READING PASSAGE:
Austerity is over, but the cuts keep on coming

Councils are legally required to set a balanced budget. This means that deficits must be addressed, either through increasing revenue, cutting costs or raiding the piggy bank by using reserves. Funding from Scottish Government for councils is now increasing, but so is demand for services, the need to meet government priorities, annual pay deals and the ongoing impact of inflation.
Huge swathes of Scotland’s public services are delivered locally either by councils directly or in partnership with health boards through Integrated Joint Boards (IJBs). Many services are now commissioned from third sector organisations by councils and IJBs with public money.
Local Authority services have been on the receiving end of consistent reductions in funding for roughly a decade and half now. Many years of budgetary restraint and cuts have left Local Authorities and IJBs with impossible choices and previously unthinkable decisions for local services in Scotland. While IJBs also have NHS funding, and there can be disputes about how much NHS or councils should contribute, council budgets still have a huge impact on the resources of delegated services.
This year we have seen Aberdeen City Council propose a reduction in its contracted hours for most employees from 37 to 35 hours as a cost saving measure. SASW members in Aberdeen have been clear that this proposal has the potential to put people at risk and will make the already significant recruitment and retention issues in the workforce worse. More cannot be done with less resource when systems have been trimmed to the point of collapse.
Another example is the drastic measures being taken by Edinburgh IJB where almost all mental health services provided by Thrive Collective have been cut. The Thrive Collective supported almost 4500 people last year. Early support and prevention services, and not the services mandated by statute, are where the axe falls first.
Children’s services are the second most impacted by council budget cuts according to the same Audit Scotland report, with cost savings of £58 million being made across Scotland. We can all anticipate what impact this will have on the ability of already strained services to protect and support children and young people.

DATASET:
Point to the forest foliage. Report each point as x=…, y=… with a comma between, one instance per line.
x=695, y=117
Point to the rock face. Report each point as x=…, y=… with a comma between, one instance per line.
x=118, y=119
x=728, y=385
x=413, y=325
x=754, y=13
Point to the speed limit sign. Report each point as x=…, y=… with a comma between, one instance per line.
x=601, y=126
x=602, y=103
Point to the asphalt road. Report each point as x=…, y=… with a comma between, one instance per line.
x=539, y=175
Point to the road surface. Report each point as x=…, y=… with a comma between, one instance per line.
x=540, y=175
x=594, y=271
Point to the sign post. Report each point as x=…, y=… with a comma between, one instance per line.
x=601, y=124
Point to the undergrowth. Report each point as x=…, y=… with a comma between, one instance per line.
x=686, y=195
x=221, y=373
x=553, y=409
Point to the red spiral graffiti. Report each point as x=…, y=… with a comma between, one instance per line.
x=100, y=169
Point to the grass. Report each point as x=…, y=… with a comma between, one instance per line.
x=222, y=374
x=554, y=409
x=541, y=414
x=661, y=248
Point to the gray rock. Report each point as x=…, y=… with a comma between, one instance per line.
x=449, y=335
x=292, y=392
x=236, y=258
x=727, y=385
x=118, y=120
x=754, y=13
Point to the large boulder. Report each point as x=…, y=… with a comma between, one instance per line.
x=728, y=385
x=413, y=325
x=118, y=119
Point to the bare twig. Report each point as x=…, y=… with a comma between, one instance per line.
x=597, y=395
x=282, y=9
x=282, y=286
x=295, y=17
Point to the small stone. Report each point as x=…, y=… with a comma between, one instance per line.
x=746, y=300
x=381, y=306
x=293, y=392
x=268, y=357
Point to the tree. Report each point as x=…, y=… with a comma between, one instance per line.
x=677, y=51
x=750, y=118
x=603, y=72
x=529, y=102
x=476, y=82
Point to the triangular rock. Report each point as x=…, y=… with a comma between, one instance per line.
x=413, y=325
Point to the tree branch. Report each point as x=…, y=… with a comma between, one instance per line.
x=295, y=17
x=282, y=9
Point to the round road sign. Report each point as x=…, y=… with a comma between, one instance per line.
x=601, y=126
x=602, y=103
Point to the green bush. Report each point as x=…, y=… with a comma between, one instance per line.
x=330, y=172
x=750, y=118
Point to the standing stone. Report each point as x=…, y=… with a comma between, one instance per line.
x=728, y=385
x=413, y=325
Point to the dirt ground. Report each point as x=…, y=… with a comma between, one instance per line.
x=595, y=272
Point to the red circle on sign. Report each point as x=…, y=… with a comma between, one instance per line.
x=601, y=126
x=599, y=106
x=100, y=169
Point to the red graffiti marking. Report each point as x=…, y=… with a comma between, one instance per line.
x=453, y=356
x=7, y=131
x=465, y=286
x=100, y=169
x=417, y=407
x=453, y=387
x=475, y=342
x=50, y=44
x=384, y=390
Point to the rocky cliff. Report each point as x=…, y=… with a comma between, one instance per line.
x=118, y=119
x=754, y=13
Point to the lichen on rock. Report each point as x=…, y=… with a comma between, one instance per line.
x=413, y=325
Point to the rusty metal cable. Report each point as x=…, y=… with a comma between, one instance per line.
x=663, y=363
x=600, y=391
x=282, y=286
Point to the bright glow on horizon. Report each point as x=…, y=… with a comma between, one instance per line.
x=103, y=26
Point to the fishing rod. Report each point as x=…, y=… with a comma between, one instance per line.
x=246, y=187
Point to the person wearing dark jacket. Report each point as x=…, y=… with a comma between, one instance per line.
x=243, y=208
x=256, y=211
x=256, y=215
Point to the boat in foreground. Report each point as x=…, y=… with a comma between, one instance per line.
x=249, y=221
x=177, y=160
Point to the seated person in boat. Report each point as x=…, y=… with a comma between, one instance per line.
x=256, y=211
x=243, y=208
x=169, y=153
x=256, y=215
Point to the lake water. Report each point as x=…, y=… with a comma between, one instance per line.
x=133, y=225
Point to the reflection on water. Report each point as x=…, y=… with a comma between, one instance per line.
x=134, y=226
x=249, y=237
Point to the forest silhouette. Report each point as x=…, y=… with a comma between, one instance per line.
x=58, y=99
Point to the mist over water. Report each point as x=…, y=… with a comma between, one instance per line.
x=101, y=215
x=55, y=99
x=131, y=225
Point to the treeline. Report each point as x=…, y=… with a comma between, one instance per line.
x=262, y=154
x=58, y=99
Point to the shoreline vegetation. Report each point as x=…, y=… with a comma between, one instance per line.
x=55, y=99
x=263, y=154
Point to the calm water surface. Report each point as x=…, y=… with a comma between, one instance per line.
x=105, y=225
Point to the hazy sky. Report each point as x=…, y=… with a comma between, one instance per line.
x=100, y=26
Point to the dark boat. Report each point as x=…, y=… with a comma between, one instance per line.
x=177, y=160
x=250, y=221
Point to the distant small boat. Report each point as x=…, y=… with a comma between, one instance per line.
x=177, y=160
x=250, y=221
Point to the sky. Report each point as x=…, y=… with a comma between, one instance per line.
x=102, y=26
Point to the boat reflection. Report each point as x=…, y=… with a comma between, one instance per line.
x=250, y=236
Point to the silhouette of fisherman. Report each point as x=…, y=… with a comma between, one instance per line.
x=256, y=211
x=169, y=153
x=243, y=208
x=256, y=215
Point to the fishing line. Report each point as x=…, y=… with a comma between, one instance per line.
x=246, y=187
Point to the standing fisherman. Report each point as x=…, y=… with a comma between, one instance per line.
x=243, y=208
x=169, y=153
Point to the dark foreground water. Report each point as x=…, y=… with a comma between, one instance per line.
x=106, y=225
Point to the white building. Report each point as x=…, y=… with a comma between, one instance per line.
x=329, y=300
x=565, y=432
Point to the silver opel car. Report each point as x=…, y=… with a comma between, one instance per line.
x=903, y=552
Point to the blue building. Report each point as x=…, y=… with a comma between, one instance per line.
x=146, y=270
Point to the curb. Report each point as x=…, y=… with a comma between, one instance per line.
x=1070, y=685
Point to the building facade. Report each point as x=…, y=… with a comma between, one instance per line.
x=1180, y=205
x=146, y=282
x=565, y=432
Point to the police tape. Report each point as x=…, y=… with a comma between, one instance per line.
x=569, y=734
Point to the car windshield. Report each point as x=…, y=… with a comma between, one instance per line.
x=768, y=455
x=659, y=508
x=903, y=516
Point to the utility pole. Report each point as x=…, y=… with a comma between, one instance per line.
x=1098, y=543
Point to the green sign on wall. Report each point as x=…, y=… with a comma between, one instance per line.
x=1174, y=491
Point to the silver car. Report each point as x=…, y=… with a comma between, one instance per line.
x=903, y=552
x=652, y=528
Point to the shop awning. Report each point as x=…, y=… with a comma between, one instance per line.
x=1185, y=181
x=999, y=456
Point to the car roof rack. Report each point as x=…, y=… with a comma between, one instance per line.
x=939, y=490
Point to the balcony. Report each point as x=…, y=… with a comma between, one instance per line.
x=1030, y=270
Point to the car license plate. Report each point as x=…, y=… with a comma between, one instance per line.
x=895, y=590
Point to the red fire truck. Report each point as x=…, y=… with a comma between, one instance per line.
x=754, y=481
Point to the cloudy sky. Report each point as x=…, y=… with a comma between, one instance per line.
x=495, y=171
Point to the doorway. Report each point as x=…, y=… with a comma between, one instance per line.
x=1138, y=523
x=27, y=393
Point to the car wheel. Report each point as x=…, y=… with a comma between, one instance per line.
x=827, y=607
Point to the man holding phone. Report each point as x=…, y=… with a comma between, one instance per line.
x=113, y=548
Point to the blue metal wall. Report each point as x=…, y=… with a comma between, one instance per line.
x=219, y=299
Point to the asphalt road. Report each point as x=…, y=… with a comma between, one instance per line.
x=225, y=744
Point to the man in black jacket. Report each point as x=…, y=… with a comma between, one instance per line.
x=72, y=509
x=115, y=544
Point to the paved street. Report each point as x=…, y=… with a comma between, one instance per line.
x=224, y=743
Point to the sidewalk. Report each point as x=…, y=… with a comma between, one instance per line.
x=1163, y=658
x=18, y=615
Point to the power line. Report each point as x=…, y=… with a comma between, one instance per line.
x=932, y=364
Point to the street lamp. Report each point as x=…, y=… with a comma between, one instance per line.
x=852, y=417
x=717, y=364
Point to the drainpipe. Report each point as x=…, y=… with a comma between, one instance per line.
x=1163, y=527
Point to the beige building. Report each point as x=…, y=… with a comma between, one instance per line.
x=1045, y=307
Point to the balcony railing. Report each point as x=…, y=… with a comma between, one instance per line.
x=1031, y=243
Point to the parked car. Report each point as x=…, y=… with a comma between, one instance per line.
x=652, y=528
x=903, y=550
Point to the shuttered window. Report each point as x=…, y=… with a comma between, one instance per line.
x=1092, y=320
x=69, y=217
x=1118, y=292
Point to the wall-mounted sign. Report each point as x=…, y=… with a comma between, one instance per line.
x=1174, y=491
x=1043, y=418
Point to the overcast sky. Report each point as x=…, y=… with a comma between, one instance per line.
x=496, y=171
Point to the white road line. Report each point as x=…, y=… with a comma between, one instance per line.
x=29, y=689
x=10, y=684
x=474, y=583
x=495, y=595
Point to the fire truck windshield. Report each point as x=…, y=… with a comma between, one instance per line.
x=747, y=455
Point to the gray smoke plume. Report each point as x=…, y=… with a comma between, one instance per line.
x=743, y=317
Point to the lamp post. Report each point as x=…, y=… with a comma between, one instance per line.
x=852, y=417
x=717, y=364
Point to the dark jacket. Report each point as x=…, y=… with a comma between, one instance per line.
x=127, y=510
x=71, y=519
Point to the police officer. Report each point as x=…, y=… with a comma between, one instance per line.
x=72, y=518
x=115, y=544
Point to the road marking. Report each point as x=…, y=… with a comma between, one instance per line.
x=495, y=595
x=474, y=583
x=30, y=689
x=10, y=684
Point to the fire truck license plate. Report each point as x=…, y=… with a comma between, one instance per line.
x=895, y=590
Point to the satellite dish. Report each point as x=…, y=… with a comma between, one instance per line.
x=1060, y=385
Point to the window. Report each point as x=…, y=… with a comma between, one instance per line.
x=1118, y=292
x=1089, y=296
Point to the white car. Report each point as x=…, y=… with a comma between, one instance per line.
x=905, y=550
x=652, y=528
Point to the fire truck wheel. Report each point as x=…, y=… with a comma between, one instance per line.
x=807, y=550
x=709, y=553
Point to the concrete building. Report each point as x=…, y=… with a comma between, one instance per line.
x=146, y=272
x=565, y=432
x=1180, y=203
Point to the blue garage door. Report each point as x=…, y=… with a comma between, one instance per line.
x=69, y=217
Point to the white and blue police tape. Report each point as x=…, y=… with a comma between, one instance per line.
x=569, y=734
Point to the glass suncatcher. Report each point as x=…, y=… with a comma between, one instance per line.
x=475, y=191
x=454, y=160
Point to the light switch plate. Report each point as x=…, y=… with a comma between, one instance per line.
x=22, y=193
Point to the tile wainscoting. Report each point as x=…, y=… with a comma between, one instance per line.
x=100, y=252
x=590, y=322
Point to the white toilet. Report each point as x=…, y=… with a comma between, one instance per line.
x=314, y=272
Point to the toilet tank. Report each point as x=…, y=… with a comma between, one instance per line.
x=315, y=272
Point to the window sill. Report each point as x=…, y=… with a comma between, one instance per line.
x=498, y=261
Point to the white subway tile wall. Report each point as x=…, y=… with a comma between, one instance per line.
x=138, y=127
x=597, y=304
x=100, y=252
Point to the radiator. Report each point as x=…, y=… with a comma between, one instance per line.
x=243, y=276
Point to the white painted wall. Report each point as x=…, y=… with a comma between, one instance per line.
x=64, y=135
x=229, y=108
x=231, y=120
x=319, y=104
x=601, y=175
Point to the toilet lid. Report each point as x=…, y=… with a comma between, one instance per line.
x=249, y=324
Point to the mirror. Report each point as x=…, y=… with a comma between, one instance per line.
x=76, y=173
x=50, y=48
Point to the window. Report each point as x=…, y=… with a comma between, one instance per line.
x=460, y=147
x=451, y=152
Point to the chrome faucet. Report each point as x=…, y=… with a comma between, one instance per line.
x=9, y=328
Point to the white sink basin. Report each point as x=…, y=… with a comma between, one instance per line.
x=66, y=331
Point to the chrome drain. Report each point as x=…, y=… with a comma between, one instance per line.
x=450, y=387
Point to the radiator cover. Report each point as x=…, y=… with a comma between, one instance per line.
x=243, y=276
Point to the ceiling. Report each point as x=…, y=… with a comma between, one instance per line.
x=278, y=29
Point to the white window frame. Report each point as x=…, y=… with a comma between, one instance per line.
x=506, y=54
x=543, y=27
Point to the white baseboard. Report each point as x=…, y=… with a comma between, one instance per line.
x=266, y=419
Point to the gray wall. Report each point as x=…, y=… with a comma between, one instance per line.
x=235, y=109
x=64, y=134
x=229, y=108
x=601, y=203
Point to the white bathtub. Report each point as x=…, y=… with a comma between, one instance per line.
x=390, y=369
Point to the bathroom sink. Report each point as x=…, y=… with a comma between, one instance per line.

WHAT IS REQUIRED:
According to the article about council cuts, which things are rising along with Scottish Government funding for councils? List them all. Rely only on the article about council cuts, not on the listing.

RESPONSE TO THIS TASK:
- Demand for services
- The need to meet government priorities
- Annual pay deals
- The ongoing impact of inflation